| TEXT PASSAGE |
Electronic or e-cigarettes are hand-held, battery-operated, nicotine delivery systems that are designed to simulate the experience of smoking a cigarette. They are believed to be safer because they do not create the carcinogenic combustion products found in conventional paper cigarettes and help people quit smoking.
Neither of these claims has been clearly proven. And equally or even more concerning is the idea that, though they may help smokers cut back or quit, e-cigarettes serve as a gateway to smoking for adolescents and other non-smokers.
The device heats a liquid that contains nicotine, propylene glycol or glycerin, flavorings and other chemicals and creates a vapor that can be inhaled. Even though e-cigarettes avoid many of the toxic aspects of cigarette smoke, they expose the users to nicotine, the addictive substance in tobacco. Newer models of e-cigarettes deliver more nicotine and look less like classic cigarettes than earlier models.
Teens may believe that e-cigarettes are neither harmful nor addictive and they may be attracted by teen-focused marketing and the availability of e-cigarettes in flavors.
It appears, based on the study's findings, that not only are e-cigarettes not as beneficial as we may have initially assumed, better regulation of these electronic nicotine delivery systems (ENDs) is needed.

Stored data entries
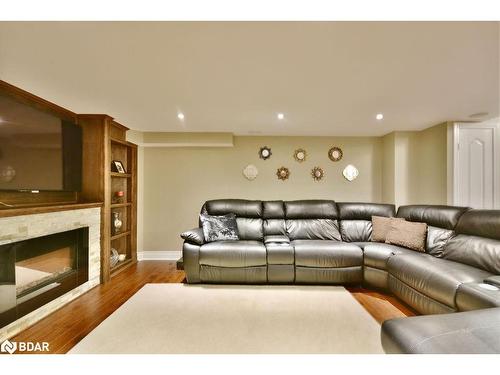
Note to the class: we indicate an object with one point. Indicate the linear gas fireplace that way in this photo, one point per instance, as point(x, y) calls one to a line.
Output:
point(38, 270)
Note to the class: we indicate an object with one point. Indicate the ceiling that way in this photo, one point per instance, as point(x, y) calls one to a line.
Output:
point(328, 78)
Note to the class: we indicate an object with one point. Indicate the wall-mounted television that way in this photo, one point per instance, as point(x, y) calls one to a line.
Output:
point(39, 151)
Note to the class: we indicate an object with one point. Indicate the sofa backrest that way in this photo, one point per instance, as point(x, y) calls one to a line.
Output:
point(248, 215)
point(356, 219)
point(312, 219)
point(441, 222)
point(477, 240)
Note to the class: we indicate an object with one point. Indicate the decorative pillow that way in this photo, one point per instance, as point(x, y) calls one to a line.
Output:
point(219, 228)
point(408, 234)
point(381, 226)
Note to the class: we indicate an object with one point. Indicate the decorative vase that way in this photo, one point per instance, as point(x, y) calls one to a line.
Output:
point(117, 222)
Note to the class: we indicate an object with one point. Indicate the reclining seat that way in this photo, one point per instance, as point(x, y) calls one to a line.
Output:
point(356, 227)
point(242, 261)
point(320, 255)
point(423, 280)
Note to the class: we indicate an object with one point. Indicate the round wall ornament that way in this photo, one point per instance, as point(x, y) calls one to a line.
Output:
point(350, 172)
point(283, 173)
point(250, 172)
point(317, 173)
point(265, 153)
point(335, 154)
point(300, 155)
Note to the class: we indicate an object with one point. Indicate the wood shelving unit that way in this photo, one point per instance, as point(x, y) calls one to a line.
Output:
point(106, 138)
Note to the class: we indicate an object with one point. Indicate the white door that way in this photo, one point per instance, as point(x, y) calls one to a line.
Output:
point(476, 165)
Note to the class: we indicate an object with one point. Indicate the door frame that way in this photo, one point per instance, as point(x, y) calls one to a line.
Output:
point(488, 124)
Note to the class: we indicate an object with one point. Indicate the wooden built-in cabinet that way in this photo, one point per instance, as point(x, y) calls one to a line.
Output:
point(104, 142)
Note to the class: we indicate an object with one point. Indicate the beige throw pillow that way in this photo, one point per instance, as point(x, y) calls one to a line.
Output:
point(408, 234)
point(381, 226)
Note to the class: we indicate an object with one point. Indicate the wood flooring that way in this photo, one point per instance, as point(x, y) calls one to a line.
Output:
point(67, 326)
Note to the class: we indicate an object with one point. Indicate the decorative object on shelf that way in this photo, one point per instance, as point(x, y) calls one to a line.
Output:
point(7, 174)
point(265, 153)
point(283, 173)
point(114, 258)
point(350, 172)
point(117, 166)
point(118, 197)
point(250, 172)
point(317, 173)
point(300, 155)
point(335, 154)
point(117, 222)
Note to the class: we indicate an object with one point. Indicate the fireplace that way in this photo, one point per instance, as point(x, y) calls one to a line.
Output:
point(33, 272)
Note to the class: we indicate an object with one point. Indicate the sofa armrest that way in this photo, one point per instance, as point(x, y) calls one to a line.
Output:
point(194, 236)
point(277, 239)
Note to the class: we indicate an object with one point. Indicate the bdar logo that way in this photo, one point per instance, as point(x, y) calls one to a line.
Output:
point(8, 347)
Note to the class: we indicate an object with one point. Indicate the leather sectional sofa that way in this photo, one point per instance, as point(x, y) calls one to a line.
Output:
point(326, 242)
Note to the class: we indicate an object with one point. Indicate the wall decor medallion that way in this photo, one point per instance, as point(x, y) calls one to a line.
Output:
point(317, 173)
point(250, 172)
point(300, 155)
point(265, 153)
point(283, 173)
point(335, 154)
point(350, 172)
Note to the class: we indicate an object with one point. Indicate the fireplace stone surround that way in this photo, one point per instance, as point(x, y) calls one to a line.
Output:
point(19, 228)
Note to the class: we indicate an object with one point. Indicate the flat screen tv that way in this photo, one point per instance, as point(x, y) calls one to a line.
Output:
point(38, 150)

| PROBLEM SET |
A - According to the e-cigarette passage, why are e-cigarettes believed to be safer than conventional cigarettes? Answer in one to three sentences.
B - Write the next few sentences of the e-cigarette passage, picking up after its final sentence.
These lines are separate material and are not part of the e-cigarette passage.

| ANSWERS |
A - E-cigarettes are believed to be safer because they do not create the carcinogenic combustion products found in conventional paper cigarettes. The passage adds that this claim has not been clearly proven.

B -
E-cigarettes can be seen as posing three public health risks:
- 1) They have the potential to make cigarette use seem more normal and common again, since they are often permitted in locations, such as the work place, where cigarettes have been successfully eliminated;
- 2) They may appeal to non-smokers, including children, because of misconceptions about their safety;
- 3) They may increase the likelihood a person will begin to smoke tobacco and lead to addiction to nicotine.
To find out, researchers surveyed 2530 high school students who had never used combustible tobacco at the start of their ninth grade year, and then six and 12 months later.
The use of combustible cigarette, cigar, and hookah products was significantly higher at both follow up points among those who had used e-cigarettes compared to those who had not.
Nine percent, 222 of the participants, had used e-cigarettes. Six months later, 31% of this group said they had started to use combustible tobacco products. Only 8% of those students who didn't use e-cigarettes reported the same.
The authors of the study suggest several explanations for the connection between e-cigarette use and smoking. The risk factors, whether neurological, genetic, psychological, or behavioral, for the use of both electronic and tobacco cigarettes may be the same. Teens may believe that e-cigarettes are neither harmful nor addictive and they may be attracted to teen-focused marketing and the availability of e-cigarettes in flavors.
The teenage years carry an increased vulnerability. They are a time of risk-taking and developing adolescent brains can become sensitized to the pleasurable effects of chemicals like nicotine as well as other drugs.
So it is a problem that e-cigarettes are easy for teens to get. There are currently few and inconsistent restrictions on their sale to minors . Additionally, it is possible that exposure to the nicotine in e-cigarettes may provide enough of the desired psychoactive effects that teens seek continued or increased nicotine exposure.
E-cigarettes, although they are nicotine delivery systems, have been allowed to be marketed without being regulated as either drugs or devices.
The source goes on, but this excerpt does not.